** START OF PAGE EXCERPT **
In short, if you treat your body like livestock, exploiting it for the sake of your career and diamonds, the body can fall into depression. The body, not the mind. Because your body stops understanding why it lives. No eating, no sleeping, and no resting. Just work, work, and work.
Naturally, as soon as I wrote this, readers immediately shouted at me in various voices:
“What should I do?"
Alright. We’ve found the answer to the question of “who’s to blame.” Now let’s ponder “what to do.”
Mental, But Still Labor
Some deceitful psychologists claim that humans use only a few percent of their brain’s supposed potential. Why deceitful?! Because it’s a lie.
How fast can you run 100 meters? Let’s assume in 15 seconds. These 15 seconds are your natural limit. Natural, I emphasize this. To improve these results, you need systematic training. This might allow you to run 100 meters in, say, 10 seconds. After that, you’ll reach the absolute limit of your physical abilities.
This is true for mental labor as well. Let’s assume that you run the “mental 100 meters” in 15 “mental seconds.” This is your natural limit.
With systematic training, you can improve your mental capacity, perhaps even double the result. But not triple or tenfold, as some psychologists promise.
Without training, increased mental loads are akin to attempting physical work that’s beyond your capacity. At best—in the best case—you simply won’t be able to do it, just like an ordinary person can’t lift a 150-kilogram barbell. If, God forbid, you manage, it comes at great risk to your health.
So, increasing your workload is only possible with systematic training. This is equally true for both physical and mental labor. Period.
Why is this so important!? Because modern work is increasingly becoming mental labor. People work with their heads, physical labor is reduced to nothing, and there are no muscles in the brain, so it seems like there’s nothing there to get tired.
As a result, there’s a harmful misconception (unfortunately supported and spread) that mental workloads can be limitless. But this is a lie. Mental labor, like physical labor, must strictly correspond to your natural capabilities.
Nippeling
When a baby is born, its existence revolves around satisfying its physical needs. It’s constantly hungry. It sleeps a lot. It loves being held by its mother.
It can’t speak, it doesn’t understand anything. Its life is reflexive and instinctive. However, note that this new life is quite self-sufficient. It doesn’t need meaning, life goals, motivation, or willpower. It’s perfectly content with what the body desires.
** END OF PAGE EXCERPT **
** START OF RECORDED DATA **
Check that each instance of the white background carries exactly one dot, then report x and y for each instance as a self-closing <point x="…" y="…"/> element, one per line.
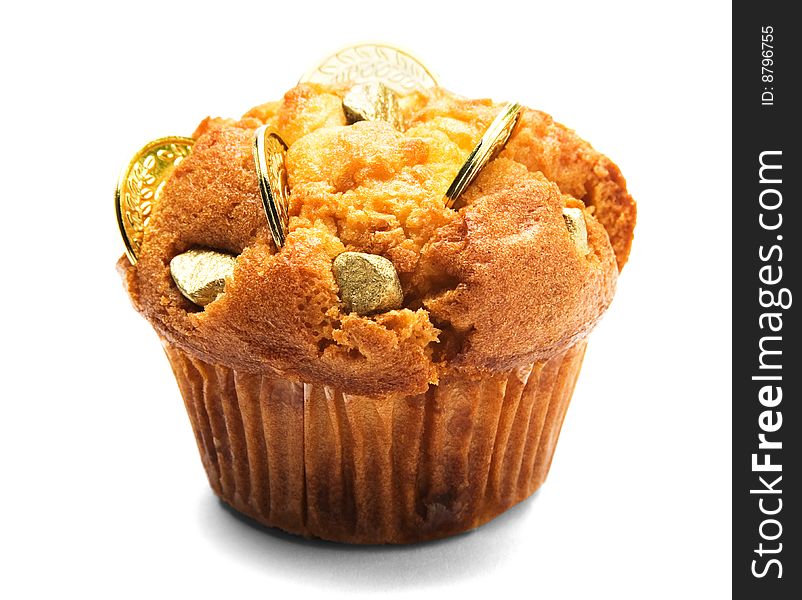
<point x="103" y="494"/>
** END OF RECORDED DATA **
> [PROBLEM REQUIREMENTS]:
Continue the essay on mental workload and the body's limits from its last sentence, carrying on the section about the newborn.

> [EXERCISE RESULT]:
Or take animals. Here’s a cat. It ate some “Whiskas” and is peacefully sleeping on the chair. It doesn’t need a meaning in life or an answer to the question of why it exists in the world.
As the child develops, it forms social skills that don’t always align with its physical needs. For example, it needs to be woken up because it has to go to kindergarten at 8 AM. It’s fed not when it’s hungry, but at lunch, snack, and dinner. The child learns to “wait” if the bathroom is occupied. There’s a gradual shift from simple physical needs to complex social demands.
And the further it goes, the more intense it becomes. Living by the clock. Eating on schedule. Waking up to an alarm. Who needs all this? Society. Only society. Because personally, you don’t need it at all.
As a result, a conflict arises between physical and social needs. I want to sleep, but I have to wake up and go to work. I want sweets, but that’s unhealthy. I’m tired, but there are still several hours left in the workday. And I’m constantly forcing myself to do what I don’t want to do, while I can’t afford to do what I want. Chronically, I can’t.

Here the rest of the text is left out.